[EXERCISE TASK A] Rename "lobsterman" to "fisherman" and write out the portion of the lobster roll review that begins at the words "Some people have" and stops after "to order one.".

[TEXT SEGMENT]
At first glance, prices here appear to be awfully low. The “original” lobster roll costs just $6.95. The “jumbo” is $8.85, and the “deluxe” is $11.95. I ordered the “supreme,” which at $15.85 was just over the Eat & Run budget. The largest roll is called the “Winn” and costs $22.85. The employee who made my lobster roll told me the Winn is named after a local doctor who always ordered the largest size.
All the lobster rolls are basically made the same way and come in the same long (footlong, at least) roll; the difference, the woman who made my roll explained, is the more expensive the roll, the more lobster they put in it. My supreme roll, she said, contained about a half pound of meat. Indeed, it was large enough to either share with someone or save half to eat later. I was tempted to order the $6.95 roll as well, just to see how they could possibly spread what must be a much smaller amount of meat into such a large roll. (If you’re afraid of carbs, this is not the lobster roll for you.)
You can order your roll with butter or mayo, lightly mixed in or on the side. I got mine with mayo mixed in, and I appreciated the fact that she was not too heavy-handed with it. A small bed of lettuce provided the crunch that otherwise might have come from the roll itself, had it been toasted. But the split rolls here, while extraordinarly fresh, are served as is, which was my biggest disappointment. How hard could it be to quickly toast the bun on a little griddle? It would immediately elevate the roll onto a higher plane.
Some people have argued online that the lobster meat must be frozen to offer it at such a bargain, but I don’t agree. My lobster meat tasted fresh and had the appropriate texture for fresh meat. Perhaps there’s a lobsterman in the owner’s family who sells it to the market at a deep discount.
Bottom line: These lobster rolls are what you want when you have a lobster craving but are short on cash. Or when the price of lobster soars, as it did last spring and then again earlier this year, and the price of lobster rolls head north of $20. The Pool Street Market roll is a perfectly good lobster roll, although I probably would not often drive the 20 minutes from Portland to order one.
WHEN: 6 a.m. to 8 p.m. Monday through Friday; 7 a.m. to 8 p.m. Saturday; 7 a.m. to 6 p.m. Sunday
WHERE: 77 Pool St., Biddeford; (207) 282-9824; facebook.com/Poolstreetmarket1
WAIT: 5-10 minutes
PARKING: On-street parking
WHEELCHAIR ACCESS: There’s a small curb at the front door.

[Records]
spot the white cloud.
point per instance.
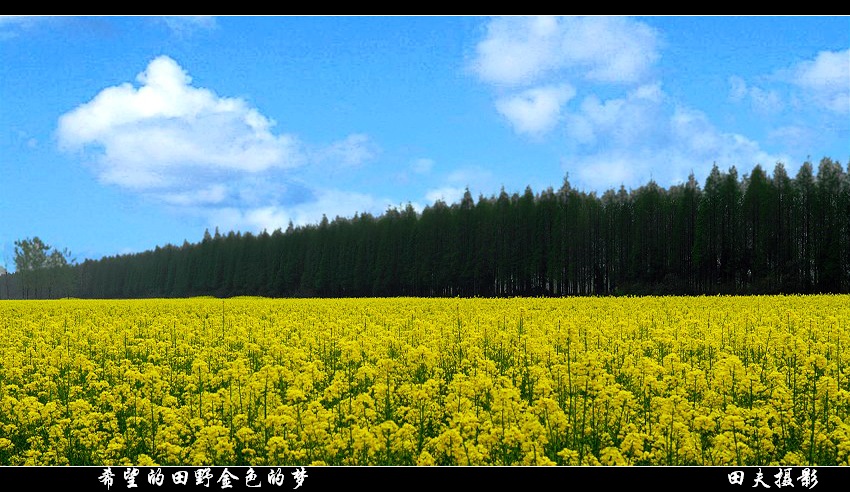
(184, 25)
(422, 166)
(522, 50)
(619, 121)
(826, 79)
(475, 178)
(535, 111)
(152, 135)
(328, 202)
(645, 136)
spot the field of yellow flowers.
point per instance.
(580, 381)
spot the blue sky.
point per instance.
(118, 134)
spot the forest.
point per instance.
(752, 234)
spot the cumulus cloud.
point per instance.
(535, 111)
(183, 25)
(422, 166)
(822, 82)
(826, 80)
(764, 101)
(522, 50)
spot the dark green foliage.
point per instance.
(755, 234)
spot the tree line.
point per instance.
(755, 234)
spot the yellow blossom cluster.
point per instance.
(576, 381)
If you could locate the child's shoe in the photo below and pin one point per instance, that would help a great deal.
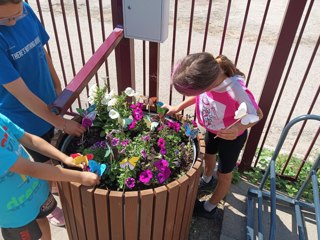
(199, 211)
(56, 218)
(210, 186)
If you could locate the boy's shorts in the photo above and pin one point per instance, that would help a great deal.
(228, 150)
(31, 231)
(37, 157)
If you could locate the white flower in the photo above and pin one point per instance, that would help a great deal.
(112, 102)
(249, 118)
(107, 97)
(92, 93)
(113, 114)
(129, 92)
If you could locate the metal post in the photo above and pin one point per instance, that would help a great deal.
(124, 52)
(281, 53)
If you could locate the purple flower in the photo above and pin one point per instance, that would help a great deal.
(146, 138)
(86, 122)
(161, 143)
(115, 142)
(133, 106)
(163, 175)
(130, 182)
(177, 127)
(132, 125)
(160, 128)
(139, 105)
(145, 176)
(144, 153)
(194, 123)
(163, 151)
(137, 114)
(161, 165)
(125, 142)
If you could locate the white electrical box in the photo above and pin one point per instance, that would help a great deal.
(146, 19)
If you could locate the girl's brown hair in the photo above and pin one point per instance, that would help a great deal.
(3, 2)
(197, 72)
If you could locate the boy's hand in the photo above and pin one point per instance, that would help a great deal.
(229, 134)
(89, 179)
(74, 128)
(69, 161)
(171, 109)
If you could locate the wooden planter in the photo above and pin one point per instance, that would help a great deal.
(160, 213)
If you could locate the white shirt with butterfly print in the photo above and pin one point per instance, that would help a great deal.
(215, 109)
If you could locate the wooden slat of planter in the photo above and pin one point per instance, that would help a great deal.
(131, 215)
(173, 195)
(185, 221)
(77, 209)
(101, 200)
(184, 184)
(67, 206)
(146, 211)
(116, 214)
(159, 212)
(197, 166)
(89, 212)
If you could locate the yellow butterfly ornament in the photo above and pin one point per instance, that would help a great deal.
(131, 163)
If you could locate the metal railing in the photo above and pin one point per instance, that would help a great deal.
(272, 197)
(275, 42)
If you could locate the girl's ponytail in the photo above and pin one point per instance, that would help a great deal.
(228, 67)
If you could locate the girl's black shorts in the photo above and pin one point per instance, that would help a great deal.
(227, 150)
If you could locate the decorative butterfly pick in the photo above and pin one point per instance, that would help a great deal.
(150, 124)
(131, 163)
(88, 115)
(97, 167)
(79, 159)
(160, 110)
(191, 133)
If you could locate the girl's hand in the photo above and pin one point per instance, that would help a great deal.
(89, 179)
(69, 161)
(229, 134)
(73, 128)
(171, 109)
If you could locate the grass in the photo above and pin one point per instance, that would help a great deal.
(287, 187)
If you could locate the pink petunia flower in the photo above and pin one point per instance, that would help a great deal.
(130, 182)
(161, 165)
(145, 176)
(163, 175)
(161, 143)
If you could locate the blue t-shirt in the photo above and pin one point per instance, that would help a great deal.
(21, 196)
(22, 55)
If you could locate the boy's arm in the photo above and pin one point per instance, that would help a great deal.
(54, 75)
(19, 90)
(39, 145)
(51, 173)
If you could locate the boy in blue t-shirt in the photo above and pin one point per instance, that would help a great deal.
(25, 199)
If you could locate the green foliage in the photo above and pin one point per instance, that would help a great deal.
(140, 149)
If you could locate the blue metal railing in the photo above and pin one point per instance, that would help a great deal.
(272, 196)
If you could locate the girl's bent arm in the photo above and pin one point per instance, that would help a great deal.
(186, 103)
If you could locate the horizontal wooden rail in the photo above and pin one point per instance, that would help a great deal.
(82, 78)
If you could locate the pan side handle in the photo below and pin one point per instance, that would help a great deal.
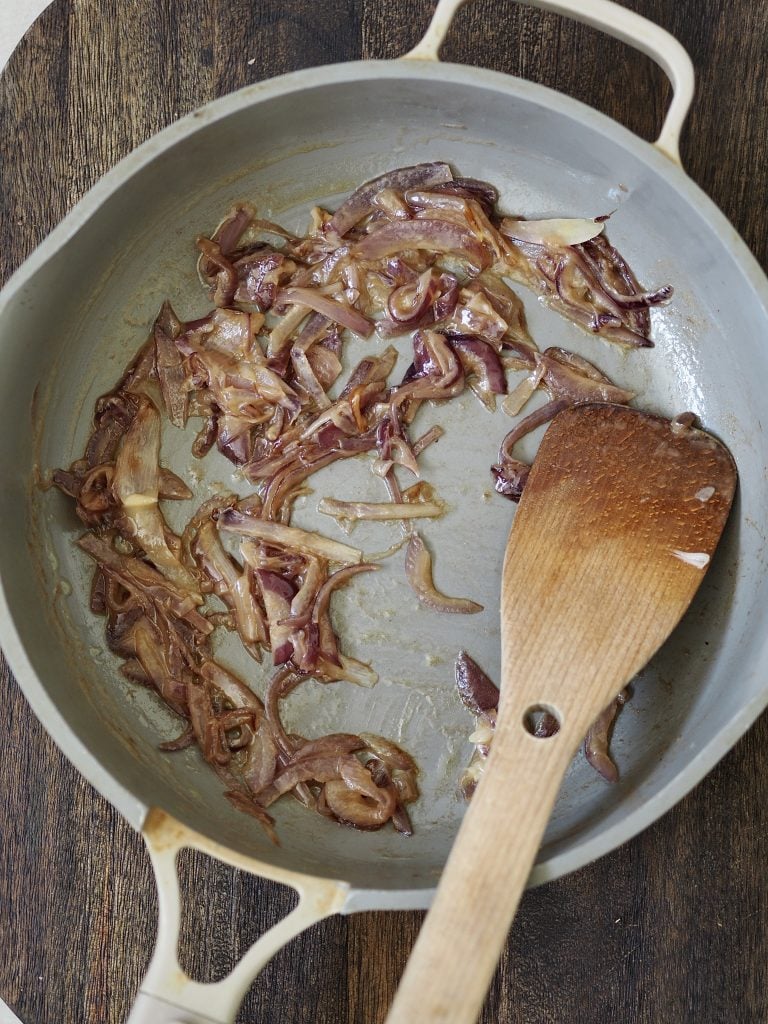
(615, 20)
(167, 994)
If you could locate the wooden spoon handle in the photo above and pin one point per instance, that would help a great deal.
(453, 962)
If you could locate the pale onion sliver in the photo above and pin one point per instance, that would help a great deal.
(518, 397)
(559, 231)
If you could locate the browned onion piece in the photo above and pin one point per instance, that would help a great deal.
(170, 366)
(479, 358)
(419, 572)
(596, 745)
(379, 511)
(172, 487)
(136, 485)
(359, 204)
(477, 691)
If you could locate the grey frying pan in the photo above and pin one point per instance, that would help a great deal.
(329, 129)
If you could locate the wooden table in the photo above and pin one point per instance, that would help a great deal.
(674, 926)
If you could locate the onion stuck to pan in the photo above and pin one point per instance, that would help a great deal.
(413, 252)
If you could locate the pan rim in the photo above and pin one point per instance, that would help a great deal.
(132, 808)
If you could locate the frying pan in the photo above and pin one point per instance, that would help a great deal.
(328, 130)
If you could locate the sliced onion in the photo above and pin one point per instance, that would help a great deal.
(476, 689)
(291, 538)
(430, 235)
(558, 231)
(379, 511)
(339, 312)
(478, 357)
(359, 204)
(419, 572)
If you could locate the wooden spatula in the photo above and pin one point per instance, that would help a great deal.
(616, 526)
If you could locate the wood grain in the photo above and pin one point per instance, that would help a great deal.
(674, 926)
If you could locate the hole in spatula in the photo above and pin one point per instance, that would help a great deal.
(541, 721)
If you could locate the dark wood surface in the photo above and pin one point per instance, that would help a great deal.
(671, 928)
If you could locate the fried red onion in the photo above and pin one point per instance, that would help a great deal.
(359, 204)
(415, 248)
(597, 743)
(432, 236)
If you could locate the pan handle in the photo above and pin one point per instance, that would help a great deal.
(168, 995)
(615, 20)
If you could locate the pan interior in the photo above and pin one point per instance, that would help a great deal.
(70, 331)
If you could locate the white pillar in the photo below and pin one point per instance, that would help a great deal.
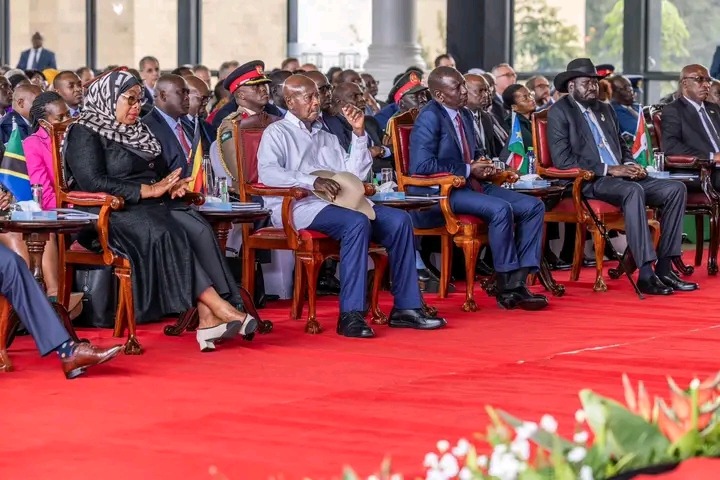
(394, 44)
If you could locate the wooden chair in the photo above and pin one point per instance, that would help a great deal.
(572, 210)
(468, 232)
(71, 255)
(701, 202)
(400, 129)
(311, 248)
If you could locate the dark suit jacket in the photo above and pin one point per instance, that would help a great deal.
(434, 145)
(499, 111)
(683, 132)
(232, 105)
(571, 141)
(6, 126)
(172, 151)
(46, 60)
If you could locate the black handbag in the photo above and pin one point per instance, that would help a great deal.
(99, 287)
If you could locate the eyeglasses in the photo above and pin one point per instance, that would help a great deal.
(699, 80)
(133, 100)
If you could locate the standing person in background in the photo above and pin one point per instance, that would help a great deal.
(37, 57)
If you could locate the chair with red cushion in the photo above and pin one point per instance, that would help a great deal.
(701, 202)
(469, 233)
(311, 248)
(573, 210)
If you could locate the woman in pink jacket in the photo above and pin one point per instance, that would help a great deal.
(51, 108)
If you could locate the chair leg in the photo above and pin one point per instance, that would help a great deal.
(381, 261)
(599, 242)
(471, 247)
(299, 291)
(714, 240)
(579, 252)
(312, 264)
(445, 264)
(248, 273)
(699, 234)
(5, 363)
(125, 308)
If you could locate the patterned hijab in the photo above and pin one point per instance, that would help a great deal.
(98, 114)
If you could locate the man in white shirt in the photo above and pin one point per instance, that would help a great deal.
(37, 58)
(290, 151)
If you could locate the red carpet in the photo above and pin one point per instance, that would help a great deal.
(290, 405)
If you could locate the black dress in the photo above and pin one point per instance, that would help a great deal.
(172, 250)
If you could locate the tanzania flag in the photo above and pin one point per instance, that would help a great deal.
(642, 143)
(13, 170)
(197, 184)
(516, 147)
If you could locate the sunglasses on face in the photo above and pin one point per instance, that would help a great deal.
(132, 100)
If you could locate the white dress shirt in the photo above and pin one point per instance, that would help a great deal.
(33, 57)
(289, 154)
(705, 125)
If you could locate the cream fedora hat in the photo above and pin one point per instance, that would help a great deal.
(351, 195)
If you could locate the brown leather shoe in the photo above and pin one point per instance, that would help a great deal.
(86, 355)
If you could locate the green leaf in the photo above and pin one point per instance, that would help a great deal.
(620, 432)
(546, 440)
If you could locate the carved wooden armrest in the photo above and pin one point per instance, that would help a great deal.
(434, 180)
(194, 198)
(107, 204)
(576, 173)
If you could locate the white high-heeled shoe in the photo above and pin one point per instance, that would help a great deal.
(206, 337)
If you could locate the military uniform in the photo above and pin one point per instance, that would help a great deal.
(222, 151)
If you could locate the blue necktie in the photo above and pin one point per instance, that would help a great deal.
(605, 155)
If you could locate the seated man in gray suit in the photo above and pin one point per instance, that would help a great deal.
(584, 133)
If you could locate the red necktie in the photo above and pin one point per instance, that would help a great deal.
(183, 140)
(467, 156)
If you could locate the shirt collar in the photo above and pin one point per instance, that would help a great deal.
(697, 106)
(293, 120)
(172, 123)
(452, 113)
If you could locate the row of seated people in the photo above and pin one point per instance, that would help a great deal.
(109, 128)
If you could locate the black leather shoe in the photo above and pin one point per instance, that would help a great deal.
(414, 318)
(654, 286)
(424, 275)
(352, 324)
(560, 265)
(676, 283)
(521, 298)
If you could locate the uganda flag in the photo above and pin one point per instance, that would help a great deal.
(13, 170)
(197, 169)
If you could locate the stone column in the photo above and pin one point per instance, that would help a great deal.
(394, 44)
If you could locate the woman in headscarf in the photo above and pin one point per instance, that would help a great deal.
(175, 259)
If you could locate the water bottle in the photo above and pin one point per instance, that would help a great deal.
(530, 157)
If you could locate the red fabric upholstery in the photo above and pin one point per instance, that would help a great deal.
(250, 144)
(566, 205)
(470, 219)
(311, 234)
(76, 247)
(543, 154)
(269, 232)
(697, 198)
(404, 134)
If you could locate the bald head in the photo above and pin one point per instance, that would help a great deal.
(695, 83)
(23, 96)
(172, 95)
(199, 96)
(302, 98)
(347, 93)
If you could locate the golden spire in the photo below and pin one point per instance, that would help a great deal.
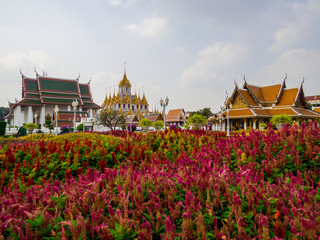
(129, 112)
(144, 100)
(120, 111)
(124, 82)
(139, 114)
(127, 99)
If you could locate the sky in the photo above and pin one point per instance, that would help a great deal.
(191, 51)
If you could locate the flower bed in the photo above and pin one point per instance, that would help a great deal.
(174, 184)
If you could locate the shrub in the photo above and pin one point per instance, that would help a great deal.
(123, 126)
(80, 127)
(145, 122)
(2, 128)
(132, 127)
(158, 124)
(282, 118)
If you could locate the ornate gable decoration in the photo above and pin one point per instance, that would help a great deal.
(239, 102)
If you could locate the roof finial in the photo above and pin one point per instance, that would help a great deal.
(22, 74)
(36, 71)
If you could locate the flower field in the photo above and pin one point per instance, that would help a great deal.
(175, 184)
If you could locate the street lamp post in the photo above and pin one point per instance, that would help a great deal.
(163, 104)
(74, 105)
(56, 110)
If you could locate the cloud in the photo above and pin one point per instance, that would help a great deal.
(213, 63)
(302, 25)
(114, 2)
(298, 63)
(32, 59)
(149, 27)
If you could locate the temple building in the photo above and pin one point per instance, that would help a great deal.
(126, 102)
(251, 105)
(42, 94)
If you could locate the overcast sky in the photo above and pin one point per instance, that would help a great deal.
(189, 50)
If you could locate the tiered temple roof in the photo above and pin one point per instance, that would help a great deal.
(47, 90)
(253, 102)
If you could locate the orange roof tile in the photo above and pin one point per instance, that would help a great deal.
(174, 112)
(270, 93)
(239, 112)
(248, 97)
(279, 111)
(261, 112)
(256, 91)
(307, 112)
(288, 97)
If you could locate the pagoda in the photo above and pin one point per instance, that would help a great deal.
(126, 102)
(42, 94)
(251, 105)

[EXERCISE TASK B] Identify each line of the records that contains the string "cloud", and copy those lines out. Case counts.

[WORKED SOLUTION A]
Some people have argued online that the lobster meat must be frozen to offer it at such a bargain, but I don’t agree. My lobster meat tasted fresh and had the appropriate texture for fresh meat. Perhaps there’s a fisherman in the owner’s family who sells it to the market at a deep discount.
Bottom line: These lobster rolls are what you want when you have a lobster craving but are short on cash. Or when the price of lobster soars, as it did last spring and then again earlier this year, and the price of lobster rolls head north of $20. The Pool Street Market roll is a perfectly good lobster roll, although I probably would not often drive the 20 minutes from Portland to order one.

[WORKED SOLUTION B]
spot the white cloud.
spot the cumulus cloud.
If you could locate the cloud in the photo above and pin one point per instance, that would help a great deal.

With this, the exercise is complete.